In the material below, replace every "dot" with "marker" and leave everything else unchanged.

━━ EXTRACTED DATA ━━

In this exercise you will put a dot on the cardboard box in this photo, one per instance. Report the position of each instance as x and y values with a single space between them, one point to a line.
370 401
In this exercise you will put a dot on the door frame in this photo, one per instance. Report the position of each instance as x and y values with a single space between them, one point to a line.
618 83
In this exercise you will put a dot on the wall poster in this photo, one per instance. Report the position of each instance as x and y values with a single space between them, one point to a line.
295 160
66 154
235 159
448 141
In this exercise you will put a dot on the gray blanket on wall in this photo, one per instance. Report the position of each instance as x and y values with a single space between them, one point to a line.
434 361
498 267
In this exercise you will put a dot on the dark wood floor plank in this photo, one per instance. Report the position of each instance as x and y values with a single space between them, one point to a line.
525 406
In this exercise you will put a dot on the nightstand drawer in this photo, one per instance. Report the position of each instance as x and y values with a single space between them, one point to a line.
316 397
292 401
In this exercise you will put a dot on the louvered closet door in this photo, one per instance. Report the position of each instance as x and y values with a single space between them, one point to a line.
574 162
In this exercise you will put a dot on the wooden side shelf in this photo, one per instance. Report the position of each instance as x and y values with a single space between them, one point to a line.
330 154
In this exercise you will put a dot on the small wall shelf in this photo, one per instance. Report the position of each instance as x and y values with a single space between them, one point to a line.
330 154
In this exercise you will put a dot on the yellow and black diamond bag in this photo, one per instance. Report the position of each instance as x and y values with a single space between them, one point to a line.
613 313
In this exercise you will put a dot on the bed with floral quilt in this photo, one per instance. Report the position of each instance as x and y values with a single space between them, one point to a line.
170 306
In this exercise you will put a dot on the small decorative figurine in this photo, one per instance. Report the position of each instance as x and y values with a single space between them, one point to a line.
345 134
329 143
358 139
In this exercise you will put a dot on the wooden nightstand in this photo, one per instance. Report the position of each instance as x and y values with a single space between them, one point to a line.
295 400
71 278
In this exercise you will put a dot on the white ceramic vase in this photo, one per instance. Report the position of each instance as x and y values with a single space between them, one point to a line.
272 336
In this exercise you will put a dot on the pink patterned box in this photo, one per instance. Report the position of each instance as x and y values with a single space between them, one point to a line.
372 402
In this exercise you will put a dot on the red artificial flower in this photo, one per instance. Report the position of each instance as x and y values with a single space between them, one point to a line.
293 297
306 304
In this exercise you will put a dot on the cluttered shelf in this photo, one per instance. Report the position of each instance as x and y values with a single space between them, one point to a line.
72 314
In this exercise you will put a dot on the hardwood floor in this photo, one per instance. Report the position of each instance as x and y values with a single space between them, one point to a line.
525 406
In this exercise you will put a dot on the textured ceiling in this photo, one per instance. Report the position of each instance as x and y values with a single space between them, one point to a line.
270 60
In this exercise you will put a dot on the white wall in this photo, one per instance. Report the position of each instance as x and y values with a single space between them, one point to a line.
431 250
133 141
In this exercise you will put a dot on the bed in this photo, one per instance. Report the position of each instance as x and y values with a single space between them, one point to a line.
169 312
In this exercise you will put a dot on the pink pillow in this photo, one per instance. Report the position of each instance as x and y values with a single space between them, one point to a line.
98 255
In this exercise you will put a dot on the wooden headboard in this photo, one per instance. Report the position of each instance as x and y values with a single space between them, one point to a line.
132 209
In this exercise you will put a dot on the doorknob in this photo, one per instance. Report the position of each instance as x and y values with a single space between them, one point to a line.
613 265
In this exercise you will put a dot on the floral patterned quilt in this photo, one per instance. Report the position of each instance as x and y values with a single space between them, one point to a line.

━━━

IN RESPONSE |
In this exercise you will put a marker on the cardboard box in this photo, one per instance. Report the position of each instance as x and y values with a single space between them, one point to a line.
370 401
In this exercise you will put a marker on the door frame in this photo, one per instance. Report the position of each instance as x and y values with a single space between them, one point to a line.
618 83
In this exercise you will put a marker on the wall poster in this photo, one per instance. Report the position of each instance as x and y values with a single space between them, one point to a line.
295 160
66 154
235 159
448 141
In this exercise you will put a marker on the gray blanket on wall in this photo, one per instance. Report the position of each instance as x and y values with a single space between them, one point to a line.
434 361
498 267
In this exercise you will put a marker on the dark wood floor plank in this photo, one per instance. Report the position of each instance as x and y values with a single space between them, one point to a line.
525 406
In this exercise you will put a marker on the nightstand drawer in this photo, one per instance. Report the position of each instance as x and y values with a single space between them, one point to a line.
316 397
292 401
In this exercise you will put a marker on the louvered closet door in this photo, one per instance. Report the position of each instance as x and y values with a single space between them, one point to a line.
574 162
In this exercise you will put a marker on the wooden side shelf in this photo, one per instance. Report the position of each instance as x and y values with a single space between them, one point to a line.
330 154
In this exercise you will put a marker on the small wall shelf in this photo, one per instance. Report the position of each instance as x and y values with a single space between them, one point to a line.
330 154
In this exercise you will put a marker on the yellow and black diamond bag in this photo, one per instance. Report the position of each instance as x and y values with a single space between them, one point to a line.
613 313
In this exercise you will put a marker on the bed with floral quilt in this photo, one per instance. Report the position of each instance as x and y values with a single space between them, one point to a line.
170 306
In this exercise you will put a marker on the small decorative figurine in this photo, one per instance. Report the position of each instance as x and y values with a single space between them, one point to a line.
345 134
329 143
358 139
In this exercise you will put a marker on the wooden nightstand in this photo, one per instance. Report the position of each instance as x and y values with a single space between them, one point to a line.
295 400
71 278
In this exercise you will put a marker on the white ceramic vase in this photo, one per instance. Report the position of each instance as x and y values with a single space between them, one point to a line.
272 336
In this exercise you will put a marker on the pink patterned box in this photo, one per instance. Report the position of each instance as x and y values with a single space between them, one point to a line.
372 402
In this exercise you will put a marker on the red artificial flower in this photo, one per instance. Report the position of each instance as x and y values with a single space between them, one point to a line.
293 297
306 304
In this exercise you will put a marker on the cluttered shelf in this photo, one per instance. Report the position of each instance as x and y values with a single space between them, one point to a line.
72 314
In this exercise you will put a marker on the hardwood floor in this photo, one per instance. Report the position of each instance as x and y values with a single space between them, one point to a line.
525 406
In this exercise you will put a marker on the textured ceiling in this photo, one per instance. Report the position of each instance as x and y values with a single space between them, one point to a line.
270 60
In this exercise you will put a marker on the white wall in this photo, one per instance. Report the position of each instance as x and y values with a single space between them, one point to a line.
431 250
133 141
In this exercise you will put a marker on the bed in this photo, one per instance. Report the position of each instance as x and y values with a single space between them, one point to a line.
169 312
In this exercise you will put a marker on the pink pillow in this photo, one per instance. Report the position of each instance as x and y values with a single space between them, one point to a line.
98 255
In this exercise you will put a marker on the wooden headboard in this photo, one per instance. Report the position of each instance as x and y values with a single space between them, one point to a line.
132 209
In this exercise you will put a marker on the doorknob in this photo, one per instance. Report the position of each instance as x and y values with a single space between them, one point to a line.
613 265
In this exercise you will put a marker on the floral patterned quilt in this photo, one per instance. Report the position of each instance as x and y values with a single space between them, one point to a line.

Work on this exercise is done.